Selected passage

The generated ILASM for the TestType::CompareTo:

.method public hidebysig virtual final instance int32
        CompareTo(object obj,
                  class [mscorlib] System.Collections.IComparer comp) cil managed
{
  .custom instance void [mscorlib]
    System.Runtime.CompilerServices.CompilerGeneratedAttribute::.ctor() = ( 01 00 00 00 ) 
  // Code size       59 (0x3b)
  .maxstack  4
  .locals init ([0] class FsLibrary.TestType V_0)
  IL_0000:  ldarg.1
  IL_0001:  unbox.any FsLibrary.TestType
  IL_0006:  stloc.0
  IL_0007:  ldarg.0
  IL_0008:  ldnull
  IL_0009:  cgt.un
  IL_000b:  brfalse.s IL_002c
  IL_000d:  ldarg.1
  IL_000e:  unbox.any FsLibrary.TestType
  IL_0013:  ldnull
  IL_0014:  cgt.un
  IL_0016:  brfalse.s IL_002a
  IL_0018:  ldarg.0
  IL_0019:  ldfld      string FsLibrary.TestType::Name@
  IL_001e:  ldloc.0
  IL_001f:  ldfld      string FsLibrary.TestType::Name@
  IL_0024:  call int32 [mscorlib]System.String::CompareOrdinal(string,
                                                                     string)
  IL_0029:  ret
  IL_002a:  ldc.i4.1
  IL_002b:  ret
  IL_002c:  ldarg.1
  IL_002d:  unbox.any FsLibrary.TestType
  IL_0032:  ldnull
  IL_0033:  cgt.un
  IL_0035:  brfalse.s IL_0039
  IL_0037:  ldc.i4.m1
  IL_0038:  ret
  IL_0039:  ldc.i4.0
  IL_003a:  ret
} // end of method TestType::CompareTo

The obvious problem here is the unconditional unboxing of the argument to the FsLibrary.TestType. There is no attempt made to test the type for compatibility.

Additionally, this unboxing is always done, is done several times, and is not saved until the branch for which it is needed (IL_001e).

This can be more easily seen on sharplab.io:

https://sharplab.io/#v2:DYLgZgzgPgLgngBwKYAIAqSIzY1BeAWACgVSUBvFAOQEMBbVEFLAJwEsA7AcxQF9igA=

The generated C# for CompareTo(object, IComparer) is:

[CompilerGenerated]
public sealed override int CompareTo(object obj, IComparer comp)
{
    TestType testType = (TestType)obj;
    if (this != null)
    {
        if ((TestType)obj != null)

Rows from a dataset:
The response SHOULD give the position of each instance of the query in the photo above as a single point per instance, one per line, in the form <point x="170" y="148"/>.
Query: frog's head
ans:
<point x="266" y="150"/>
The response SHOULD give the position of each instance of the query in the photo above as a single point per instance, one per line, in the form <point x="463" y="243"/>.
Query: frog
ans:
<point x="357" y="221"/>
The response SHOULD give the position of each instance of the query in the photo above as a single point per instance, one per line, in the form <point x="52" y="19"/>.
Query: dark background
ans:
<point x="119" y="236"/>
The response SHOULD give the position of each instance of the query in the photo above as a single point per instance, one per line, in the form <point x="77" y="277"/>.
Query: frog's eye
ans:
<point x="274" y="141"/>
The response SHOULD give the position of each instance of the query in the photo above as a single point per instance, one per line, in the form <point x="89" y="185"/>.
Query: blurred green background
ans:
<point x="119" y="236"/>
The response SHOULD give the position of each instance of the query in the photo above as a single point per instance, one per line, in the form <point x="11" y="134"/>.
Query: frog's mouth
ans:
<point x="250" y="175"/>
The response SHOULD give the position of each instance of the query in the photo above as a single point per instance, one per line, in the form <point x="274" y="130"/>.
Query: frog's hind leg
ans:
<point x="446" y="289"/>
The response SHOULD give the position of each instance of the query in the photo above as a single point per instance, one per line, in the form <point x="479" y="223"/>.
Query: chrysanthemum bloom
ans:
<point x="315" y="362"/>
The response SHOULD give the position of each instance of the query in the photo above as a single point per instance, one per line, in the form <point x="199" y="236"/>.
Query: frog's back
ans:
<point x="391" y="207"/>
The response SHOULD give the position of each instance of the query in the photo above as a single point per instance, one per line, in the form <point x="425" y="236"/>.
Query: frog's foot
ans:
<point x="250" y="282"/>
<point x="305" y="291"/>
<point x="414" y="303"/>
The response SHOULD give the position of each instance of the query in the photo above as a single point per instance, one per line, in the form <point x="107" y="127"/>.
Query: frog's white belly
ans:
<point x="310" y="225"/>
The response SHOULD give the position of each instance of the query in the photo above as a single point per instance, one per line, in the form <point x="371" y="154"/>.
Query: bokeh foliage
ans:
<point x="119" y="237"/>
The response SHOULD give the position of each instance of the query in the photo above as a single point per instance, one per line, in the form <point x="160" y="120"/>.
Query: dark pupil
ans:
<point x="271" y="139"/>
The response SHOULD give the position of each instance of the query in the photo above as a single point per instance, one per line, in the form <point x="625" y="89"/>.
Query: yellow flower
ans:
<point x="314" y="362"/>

What this exercise asks
A - According to the CompareTo passage, what is the obvious problem with the generated code?
B - Summarize the CompareTo passage in two sentences.
The lines aren't needed here.

The results
A - The argument is unboxed to FsLibrary.TestType unconditionally, with no attempt to test the type for compatibility.

B - The generated ILASM for TestType::CompareTo unboxes its argument to FsLibrary.TestType unconditionally, without testing the type for compatibility. That unboxing is also always done, is done several times, and is not saved until the branch that needs it (IL_001e), which sharplab.io shows more easily.